## Begin DOCUMENT SECTION

MMC does not deny that rubber is superior to fiberglass for sonar domes. A consultant retained by MMC for this protest has noted that “[t]he characteristics of rubber makes it a superb substance for a sonar dome,” while counsel for the protester acknowledges that “rubber is marginally better than fiberglass in terms of preventing noise from radiating within the bow dome.” MMC and its consultant, however, argue that it was unreasonable for the joint project evaluators to conclude that the fiberglass dome proposed by MMC would necessarily suffer from high self noise; they contend that “by applying state-of-the-art techniques in baffling and constrained layer damping in the construction of the dome, the difference in self-noise between that dome [proposed by MMC] and a rubber dome would be relatively insignificant.” As evidence that fiberglass is acceptable, MMC notes that fiberglass domes have been extensively used on submarines. Tr. at 323, 444. As for the sea trials of the British sonar cited by the agency as evidence of the unsatisfactory character of fiberglass for use in sonar domes, MMC points out that the draft report on the trials, issued in early 1995, does not specifically refer to fiberglass as a cause of the self-noise.
The procuring agency has the primary responsibility for evaluating the technical information supplied by an offeror and determining the technical acceptability of the offeror’s proposal; we will not disturb a determination with respect to technical acceptability unless it is shown to be unreasonable. See Intelligent Env’ts, B-256170.2, Nov. 28, 1994, 94-2 CPD para. 210. A protester’s mere disagreement with the agency’s technical judgment does not establish that it was unreasonable. See Diversified Technical Consultants, Inc., B-250986, Feb. 22, 1993, 93-1 CPD para. 161.
MMC’s arguments do not establish that the agency’s determination as to MMC’s proposed fiberglass sonar dome was unreasonable. The fact that fiberglass domes have been used on submarines does not establish that the evaluators were unreasonable in concluding, based on the latest information available, that use of a fiberglass sonar dome on a surface ship could result in such self-noise as to interfere with the detection, classification, and localization of incoming torpedoes in sufficient time to take defensive action and permit compliance with the overall effectiveness requirements. In this regard, testimony at the hearing indicated that a submarine, with an intrusive, streamlined bow dome, operating below the surface where wave action and associated turbulence create significantly greater ship vibration, operates in an “absolutely different,” more benign noise environment than do the surface ships to be defended here. Tr. at 335-336, 518, 636-637. Moreover, the record indicates that problems in fact have been encountered with fiberglass domes on British submarines; fiberglass has been seen as a “suspect material” in the British submarine program for approximately 20 years and is considered to be “acoustically sub-optimum.” Tr. at 626-628, 633-634, 649-650. Likewise, NAVSEA reports that the United States has experienced many acoustic problems with GRP submarine bow domes. (Although consultants retained by MMC submitted declarations questioning NAVSEA’s position in this regard, we note that a sonar expert at the British Defense Research Agency (DRA) testified to consultations with the Naval Undersea Warfare Center, during which technical personnel indicated that they likewise consider fiberglass a “problem material.” Tr. at 650-651.)

## End DOCUMENT SECTION
## Begin EXERCISE DATA

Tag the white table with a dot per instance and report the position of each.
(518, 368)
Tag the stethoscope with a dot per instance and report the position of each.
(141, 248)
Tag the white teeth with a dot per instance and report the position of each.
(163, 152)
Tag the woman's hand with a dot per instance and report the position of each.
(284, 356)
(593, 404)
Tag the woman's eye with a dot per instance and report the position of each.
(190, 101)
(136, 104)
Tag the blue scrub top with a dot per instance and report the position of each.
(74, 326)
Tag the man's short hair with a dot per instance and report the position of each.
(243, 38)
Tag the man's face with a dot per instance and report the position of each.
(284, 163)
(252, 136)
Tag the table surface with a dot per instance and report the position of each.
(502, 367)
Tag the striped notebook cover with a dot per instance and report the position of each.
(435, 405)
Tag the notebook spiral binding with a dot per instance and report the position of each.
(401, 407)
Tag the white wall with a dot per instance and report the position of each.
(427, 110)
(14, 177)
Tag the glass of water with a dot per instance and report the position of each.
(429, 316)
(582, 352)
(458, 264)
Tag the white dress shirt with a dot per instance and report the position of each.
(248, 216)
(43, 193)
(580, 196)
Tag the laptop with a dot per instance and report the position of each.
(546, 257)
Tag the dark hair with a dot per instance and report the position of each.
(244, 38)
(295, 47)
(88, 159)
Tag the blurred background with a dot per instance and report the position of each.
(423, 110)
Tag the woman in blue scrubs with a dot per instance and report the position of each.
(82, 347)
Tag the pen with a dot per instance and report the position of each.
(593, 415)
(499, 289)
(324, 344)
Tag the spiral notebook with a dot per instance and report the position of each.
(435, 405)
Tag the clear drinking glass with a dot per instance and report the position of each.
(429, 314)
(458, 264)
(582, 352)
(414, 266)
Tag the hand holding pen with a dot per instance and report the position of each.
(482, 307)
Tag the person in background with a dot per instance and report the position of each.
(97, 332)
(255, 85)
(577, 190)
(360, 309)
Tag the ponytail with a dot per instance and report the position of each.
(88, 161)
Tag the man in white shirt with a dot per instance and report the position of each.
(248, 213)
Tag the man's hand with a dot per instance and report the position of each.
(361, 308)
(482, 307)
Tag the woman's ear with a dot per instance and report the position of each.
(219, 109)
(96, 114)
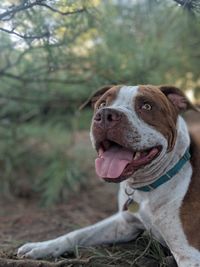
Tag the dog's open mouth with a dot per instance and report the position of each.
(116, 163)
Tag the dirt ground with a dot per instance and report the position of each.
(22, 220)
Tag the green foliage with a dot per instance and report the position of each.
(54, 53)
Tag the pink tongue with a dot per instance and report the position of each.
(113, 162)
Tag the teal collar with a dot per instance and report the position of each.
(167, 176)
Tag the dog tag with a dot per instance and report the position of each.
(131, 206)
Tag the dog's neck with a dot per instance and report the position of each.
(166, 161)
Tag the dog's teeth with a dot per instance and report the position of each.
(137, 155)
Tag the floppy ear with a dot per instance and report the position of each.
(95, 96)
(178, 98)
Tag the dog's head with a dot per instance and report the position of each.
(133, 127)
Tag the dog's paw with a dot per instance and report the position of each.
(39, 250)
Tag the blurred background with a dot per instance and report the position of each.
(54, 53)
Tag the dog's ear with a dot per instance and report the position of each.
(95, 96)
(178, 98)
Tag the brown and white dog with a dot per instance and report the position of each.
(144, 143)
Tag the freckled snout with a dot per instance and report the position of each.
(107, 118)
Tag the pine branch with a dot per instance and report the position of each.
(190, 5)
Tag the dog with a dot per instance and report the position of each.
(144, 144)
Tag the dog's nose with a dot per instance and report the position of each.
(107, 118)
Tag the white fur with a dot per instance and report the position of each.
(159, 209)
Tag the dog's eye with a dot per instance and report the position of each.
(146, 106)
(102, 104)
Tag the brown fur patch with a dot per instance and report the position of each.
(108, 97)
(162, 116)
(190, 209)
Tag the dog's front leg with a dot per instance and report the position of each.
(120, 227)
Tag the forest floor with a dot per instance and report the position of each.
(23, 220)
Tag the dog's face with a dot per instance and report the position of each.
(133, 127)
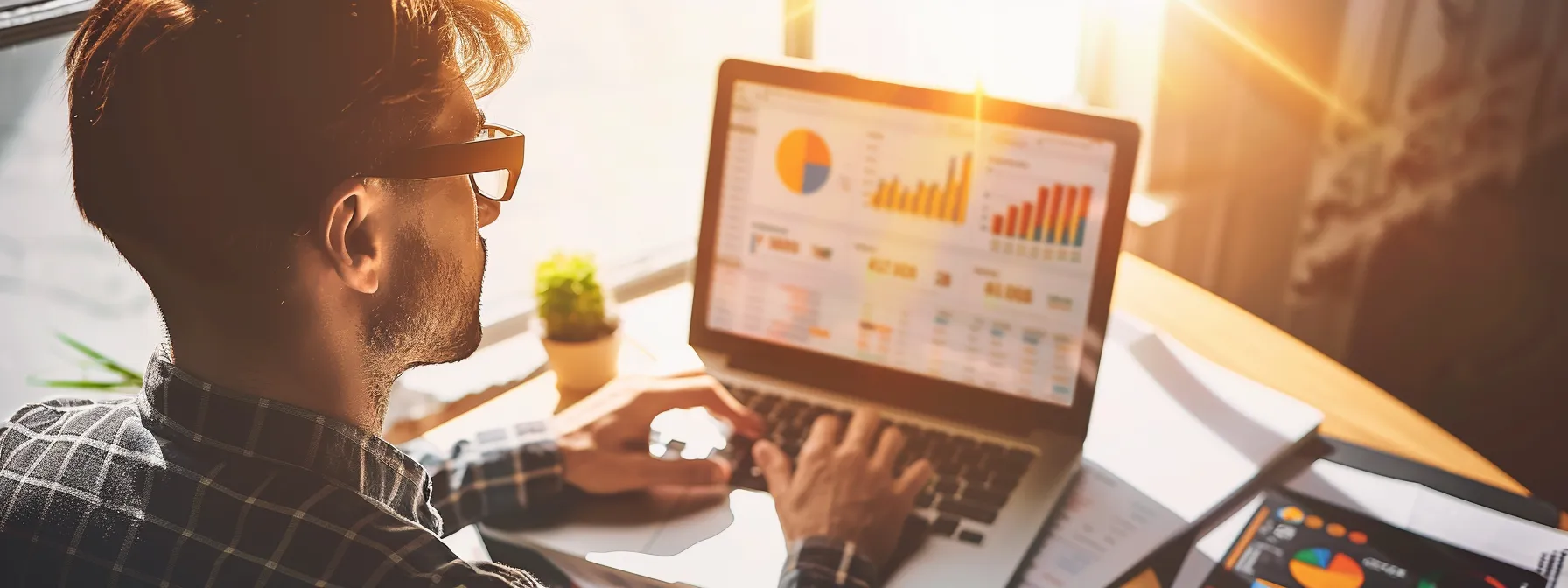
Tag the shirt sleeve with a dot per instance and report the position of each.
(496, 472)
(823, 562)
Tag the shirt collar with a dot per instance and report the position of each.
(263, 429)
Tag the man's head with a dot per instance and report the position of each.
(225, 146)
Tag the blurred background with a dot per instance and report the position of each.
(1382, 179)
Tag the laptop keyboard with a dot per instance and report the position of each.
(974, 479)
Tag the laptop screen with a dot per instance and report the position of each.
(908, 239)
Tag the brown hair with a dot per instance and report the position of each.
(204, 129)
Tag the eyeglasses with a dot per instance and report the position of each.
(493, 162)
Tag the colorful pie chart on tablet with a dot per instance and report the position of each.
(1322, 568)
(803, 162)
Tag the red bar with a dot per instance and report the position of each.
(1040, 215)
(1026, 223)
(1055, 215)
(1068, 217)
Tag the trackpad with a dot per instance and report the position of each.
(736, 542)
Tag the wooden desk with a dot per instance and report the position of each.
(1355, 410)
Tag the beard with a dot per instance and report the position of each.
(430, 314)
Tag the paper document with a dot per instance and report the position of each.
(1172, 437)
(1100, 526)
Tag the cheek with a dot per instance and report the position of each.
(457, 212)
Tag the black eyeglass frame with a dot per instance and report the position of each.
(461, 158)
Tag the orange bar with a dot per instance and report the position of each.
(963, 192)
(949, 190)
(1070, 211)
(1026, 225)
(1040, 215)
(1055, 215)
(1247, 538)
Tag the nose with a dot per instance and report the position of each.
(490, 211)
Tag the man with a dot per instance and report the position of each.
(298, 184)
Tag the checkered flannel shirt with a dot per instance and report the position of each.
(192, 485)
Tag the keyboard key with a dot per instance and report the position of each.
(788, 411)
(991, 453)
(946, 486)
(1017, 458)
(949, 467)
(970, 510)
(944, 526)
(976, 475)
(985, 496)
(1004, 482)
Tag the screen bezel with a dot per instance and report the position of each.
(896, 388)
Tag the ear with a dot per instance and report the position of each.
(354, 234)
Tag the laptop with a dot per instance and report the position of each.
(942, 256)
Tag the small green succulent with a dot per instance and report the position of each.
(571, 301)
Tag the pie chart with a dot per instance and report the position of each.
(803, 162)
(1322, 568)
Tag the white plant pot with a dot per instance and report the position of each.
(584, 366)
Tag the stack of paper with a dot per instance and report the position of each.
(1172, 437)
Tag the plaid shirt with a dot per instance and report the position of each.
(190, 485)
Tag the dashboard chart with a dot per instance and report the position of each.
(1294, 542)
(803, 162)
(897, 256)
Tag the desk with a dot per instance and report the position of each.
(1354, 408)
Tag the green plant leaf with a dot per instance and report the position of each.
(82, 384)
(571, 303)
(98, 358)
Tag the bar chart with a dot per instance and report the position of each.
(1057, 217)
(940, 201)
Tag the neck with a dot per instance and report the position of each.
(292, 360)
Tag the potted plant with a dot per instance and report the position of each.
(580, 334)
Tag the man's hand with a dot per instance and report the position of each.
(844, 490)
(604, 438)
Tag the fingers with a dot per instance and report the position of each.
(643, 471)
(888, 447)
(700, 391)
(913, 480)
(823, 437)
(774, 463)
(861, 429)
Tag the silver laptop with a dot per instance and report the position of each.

## End EXERCISE DATA
## Begin EXERCISE DATA

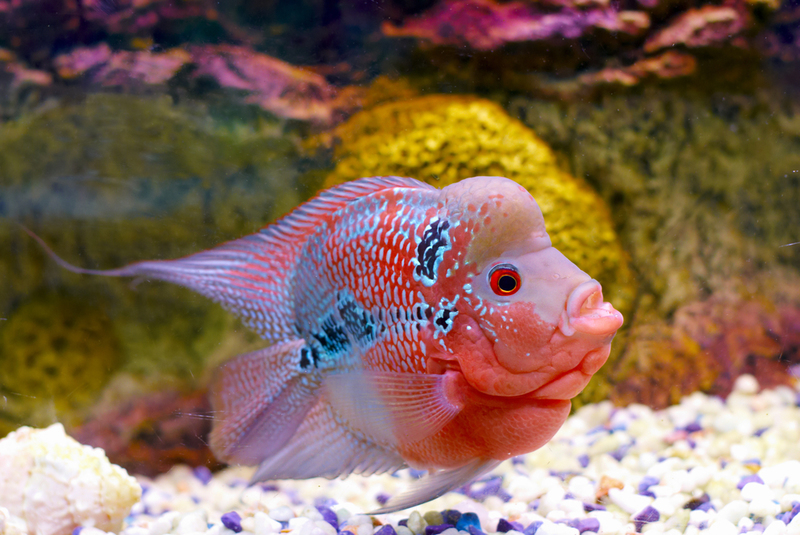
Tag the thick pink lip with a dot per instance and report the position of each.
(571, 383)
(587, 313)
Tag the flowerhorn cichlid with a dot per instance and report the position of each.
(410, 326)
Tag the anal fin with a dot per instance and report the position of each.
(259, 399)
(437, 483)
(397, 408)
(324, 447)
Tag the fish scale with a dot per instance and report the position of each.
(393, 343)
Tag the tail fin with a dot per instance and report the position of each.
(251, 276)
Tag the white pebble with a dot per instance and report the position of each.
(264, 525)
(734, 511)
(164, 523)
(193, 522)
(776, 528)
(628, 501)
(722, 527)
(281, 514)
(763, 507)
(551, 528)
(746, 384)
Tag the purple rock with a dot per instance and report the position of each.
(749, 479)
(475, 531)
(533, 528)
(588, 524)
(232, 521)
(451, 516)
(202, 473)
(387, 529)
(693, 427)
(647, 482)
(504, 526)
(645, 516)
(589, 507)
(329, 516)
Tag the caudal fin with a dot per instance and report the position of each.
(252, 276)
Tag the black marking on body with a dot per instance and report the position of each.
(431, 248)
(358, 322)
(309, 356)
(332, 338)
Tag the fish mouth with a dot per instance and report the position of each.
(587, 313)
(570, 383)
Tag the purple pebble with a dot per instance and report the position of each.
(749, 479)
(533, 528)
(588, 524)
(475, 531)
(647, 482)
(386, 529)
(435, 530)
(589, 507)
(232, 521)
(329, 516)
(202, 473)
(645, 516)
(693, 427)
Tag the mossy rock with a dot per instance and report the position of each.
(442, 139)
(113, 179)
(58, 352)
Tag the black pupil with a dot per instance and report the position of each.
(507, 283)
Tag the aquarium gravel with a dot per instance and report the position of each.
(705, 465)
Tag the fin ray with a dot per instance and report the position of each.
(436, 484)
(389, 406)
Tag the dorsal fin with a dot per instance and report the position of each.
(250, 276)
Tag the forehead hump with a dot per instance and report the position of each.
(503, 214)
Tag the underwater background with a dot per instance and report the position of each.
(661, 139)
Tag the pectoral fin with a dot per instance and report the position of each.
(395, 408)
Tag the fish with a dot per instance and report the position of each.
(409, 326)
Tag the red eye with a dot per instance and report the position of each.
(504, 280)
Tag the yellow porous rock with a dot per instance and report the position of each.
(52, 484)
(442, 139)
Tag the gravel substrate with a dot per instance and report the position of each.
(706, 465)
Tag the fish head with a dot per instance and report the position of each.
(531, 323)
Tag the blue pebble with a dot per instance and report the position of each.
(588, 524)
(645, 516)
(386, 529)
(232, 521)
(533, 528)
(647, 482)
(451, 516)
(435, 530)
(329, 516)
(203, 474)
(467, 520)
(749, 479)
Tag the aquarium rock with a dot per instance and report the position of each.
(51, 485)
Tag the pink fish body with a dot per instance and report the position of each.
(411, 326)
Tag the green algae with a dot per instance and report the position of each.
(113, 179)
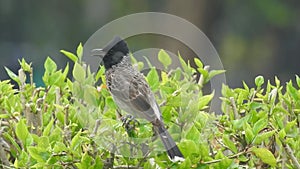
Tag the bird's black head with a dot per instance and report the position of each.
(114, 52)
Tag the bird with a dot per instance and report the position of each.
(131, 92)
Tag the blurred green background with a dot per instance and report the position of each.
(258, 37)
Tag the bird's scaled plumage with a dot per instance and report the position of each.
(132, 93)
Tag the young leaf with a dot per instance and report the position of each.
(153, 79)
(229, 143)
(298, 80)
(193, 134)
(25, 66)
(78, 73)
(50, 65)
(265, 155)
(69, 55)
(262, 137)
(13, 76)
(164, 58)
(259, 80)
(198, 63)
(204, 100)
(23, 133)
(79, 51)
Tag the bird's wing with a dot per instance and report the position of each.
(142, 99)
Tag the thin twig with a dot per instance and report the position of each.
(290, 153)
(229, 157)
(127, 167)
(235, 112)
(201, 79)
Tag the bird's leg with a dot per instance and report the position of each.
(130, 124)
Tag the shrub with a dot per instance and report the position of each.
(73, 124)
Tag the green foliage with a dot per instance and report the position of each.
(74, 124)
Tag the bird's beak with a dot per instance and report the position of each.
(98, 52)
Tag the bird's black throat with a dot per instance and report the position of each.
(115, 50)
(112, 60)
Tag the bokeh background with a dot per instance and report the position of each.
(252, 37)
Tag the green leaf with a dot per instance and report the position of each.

## End EXERCISE DATA
## Begin EXERCISE DATA

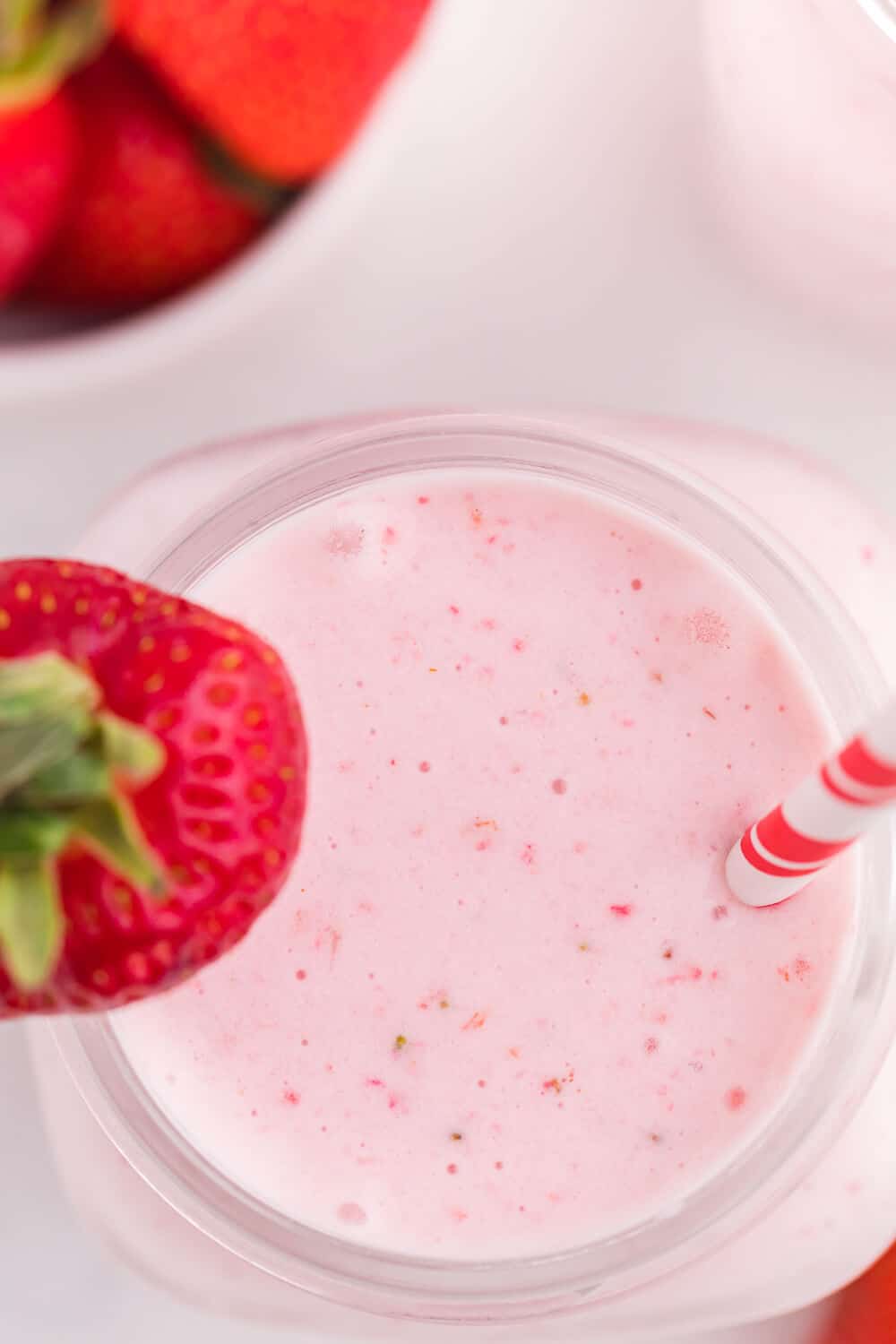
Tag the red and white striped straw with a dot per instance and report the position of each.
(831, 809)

## End EXERCISE DATA

SHORT PROBLEM 1:
Edit the protest decision starting at "The procuring agency" and ending at "CPD para. 161.", and replace "unreasonable" with "arbitrary".
SHORT PROBLEM 2:
Convert the entries starting at the line containing "Tag the dashboard" and ending at the line containing "(1354, 408)" into a JSON list of strings. Use one string per line and omit blank lines.

RESPONSE 1:
The procuring agency has the primary responsibility for evaluating the technical information supplied by an offeror and determining the technical acceptability of the offeror’s proposal; we will not disturb a determination with respect to technical acceptability unless it is shown to be arbitrary. See Intelligent Env’ts, B-256170.2, Nov. 28, 1994, 94-2 CPD para. 210. A protester’s mere disagreement with the agency’s technical judgment does not establish that it was arbitrary. See Diversified Technical Consultants, Inc., B-250986, Feb. 22, 1993, 93-1 CPD para. 161.

RESPONSE 2:
[
  "Tag the dashboard chart with a dot per instance and report the position of each.",
  "(1294, 542)",
  "(803, 162)",
  "(897, 256)",
  "Tag the desk with a dot per instance and report the position of each.",
  "(1354, 408)"
]